● WHAT YOU HAVE TO DO
Render the entries below as a JSON list of strings, one string per line with blank lines omitted, covering only the span from the line with "Given the photograph above, point out the wrist" through the end of the entries, both ends included.

● RECORDS SHOWN
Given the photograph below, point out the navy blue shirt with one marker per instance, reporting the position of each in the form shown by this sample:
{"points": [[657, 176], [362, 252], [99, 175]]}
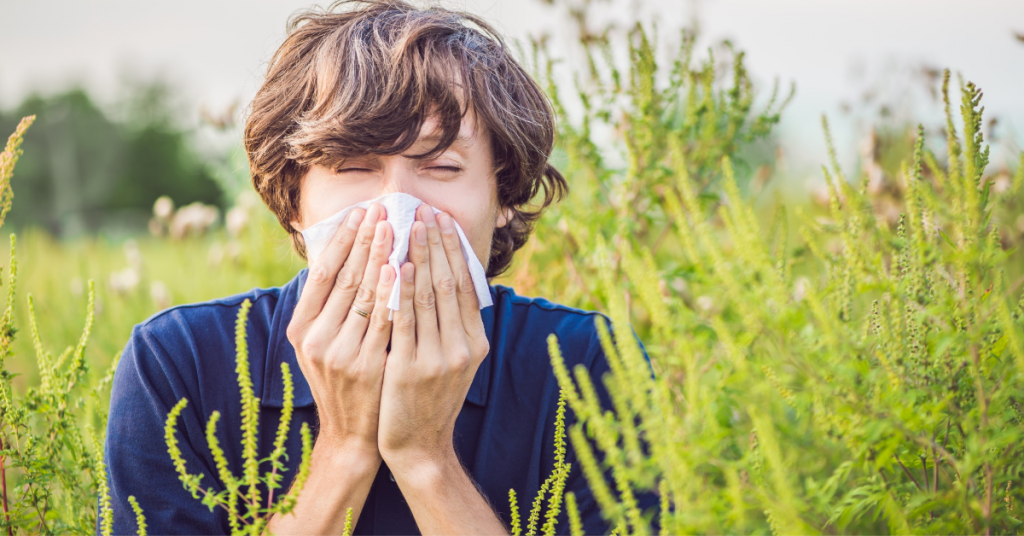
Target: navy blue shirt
{"points": [[504, 434]]}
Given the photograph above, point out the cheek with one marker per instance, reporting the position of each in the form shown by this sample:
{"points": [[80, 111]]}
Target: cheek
{"points": [[478, 224], [322, 199]]}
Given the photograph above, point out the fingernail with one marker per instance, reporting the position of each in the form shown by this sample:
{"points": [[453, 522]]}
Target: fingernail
{"points": [[429, 218], [354, 218], [444, 221]]}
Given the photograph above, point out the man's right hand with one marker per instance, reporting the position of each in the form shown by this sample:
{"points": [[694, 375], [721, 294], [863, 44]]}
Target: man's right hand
{"points": [[341, 355], [340, 352]]}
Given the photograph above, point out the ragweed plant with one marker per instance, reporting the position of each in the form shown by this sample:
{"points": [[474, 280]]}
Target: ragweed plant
{"points": [[553, 485], [44, 433], [248, 511], [853, 376]]}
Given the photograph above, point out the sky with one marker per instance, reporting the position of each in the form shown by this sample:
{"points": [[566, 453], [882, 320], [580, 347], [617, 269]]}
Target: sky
{"points": [[215, 51]]}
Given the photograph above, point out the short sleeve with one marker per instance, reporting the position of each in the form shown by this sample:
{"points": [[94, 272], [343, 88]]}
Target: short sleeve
{"points": [[590, 509], [146, 385]]}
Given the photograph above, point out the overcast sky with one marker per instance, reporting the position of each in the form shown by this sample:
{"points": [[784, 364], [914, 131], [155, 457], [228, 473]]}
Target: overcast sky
{"points": [[215, 50]]}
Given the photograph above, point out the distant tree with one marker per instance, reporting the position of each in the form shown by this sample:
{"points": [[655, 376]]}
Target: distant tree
{"points": [[86, 169]]}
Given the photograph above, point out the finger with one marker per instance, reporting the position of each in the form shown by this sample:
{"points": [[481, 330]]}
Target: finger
{"points": [[424, 302], [441, 278], [469, 304], [354, 325], [379, 332], [350, 276], [403, 325], [324, 272]]}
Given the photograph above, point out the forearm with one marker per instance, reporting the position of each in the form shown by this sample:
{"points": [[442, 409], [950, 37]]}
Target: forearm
{"points": [[443, 499], [338, 480]]}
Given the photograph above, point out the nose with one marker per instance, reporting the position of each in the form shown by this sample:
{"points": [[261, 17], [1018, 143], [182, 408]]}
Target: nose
{"points": [[399, 176]]}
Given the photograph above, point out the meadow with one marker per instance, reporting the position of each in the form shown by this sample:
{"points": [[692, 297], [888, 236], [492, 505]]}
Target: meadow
{"points": [[846, 363]]}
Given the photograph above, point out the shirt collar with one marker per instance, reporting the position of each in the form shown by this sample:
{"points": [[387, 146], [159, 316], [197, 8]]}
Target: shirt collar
{"points": [[280, 351]]}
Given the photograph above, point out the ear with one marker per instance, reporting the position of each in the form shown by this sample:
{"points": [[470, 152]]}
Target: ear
{"points": [[505, 214]]}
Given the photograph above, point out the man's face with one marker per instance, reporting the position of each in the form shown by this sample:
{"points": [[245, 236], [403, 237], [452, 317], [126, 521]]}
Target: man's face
{"points": [[461, 181]]}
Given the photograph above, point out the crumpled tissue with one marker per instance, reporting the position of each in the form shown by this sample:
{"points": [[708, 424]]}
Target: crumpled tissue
{"points": [[400, 214]]}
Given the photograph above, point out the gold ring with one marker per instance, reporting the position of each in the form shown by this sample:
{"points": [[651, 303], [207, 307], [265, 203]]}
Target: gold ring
{"points": [[360, 313]]}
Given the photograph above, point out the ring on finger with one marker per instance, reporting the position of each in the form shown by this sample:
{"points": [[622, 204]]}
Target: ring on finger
{"points": [[360, 313]]}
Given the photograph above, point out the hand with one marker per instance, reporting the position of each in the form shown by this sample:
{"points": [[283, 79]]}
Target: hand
{"points": [[437, 342], [341, 353]]}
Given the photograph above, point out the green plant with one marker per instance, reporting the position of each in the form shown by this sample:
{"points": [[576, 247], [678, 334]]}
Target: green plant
{"points": [[859, 378], [42, 449], [244, 490]]}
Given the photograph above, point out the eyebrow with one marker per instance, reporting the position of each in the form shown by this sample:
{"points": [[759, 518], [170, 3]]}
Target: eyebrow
{"points": [[436, 137]]}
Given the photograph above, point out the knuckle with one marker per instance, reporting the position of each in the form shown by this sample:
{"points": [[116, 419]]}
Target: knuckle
{"points": [[379, 322], [460, 359], [446, 286], [365, 238], [424, 299], [406, 322], [366, 294], [347, 281], [466, 284], [310, 348], [433, 371]]}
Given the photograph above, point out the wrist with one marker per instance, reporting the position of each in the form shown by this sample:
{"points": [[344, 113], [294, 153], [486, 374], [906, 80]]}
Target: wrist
{"points": [[425, 471], [347, 457]]}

● RESPONSE BELOW
[
  "Given the photograph above, point out the wrist with one marker per instance, reporting the position of each in the form shown by this sample:",
  "{\"points\": [[344, 113], [294, 153], [486, 374], [906, 80]]}",
  "Target: wrist",
  "{\"points\": [[425, 471], [347, 457]]}"
]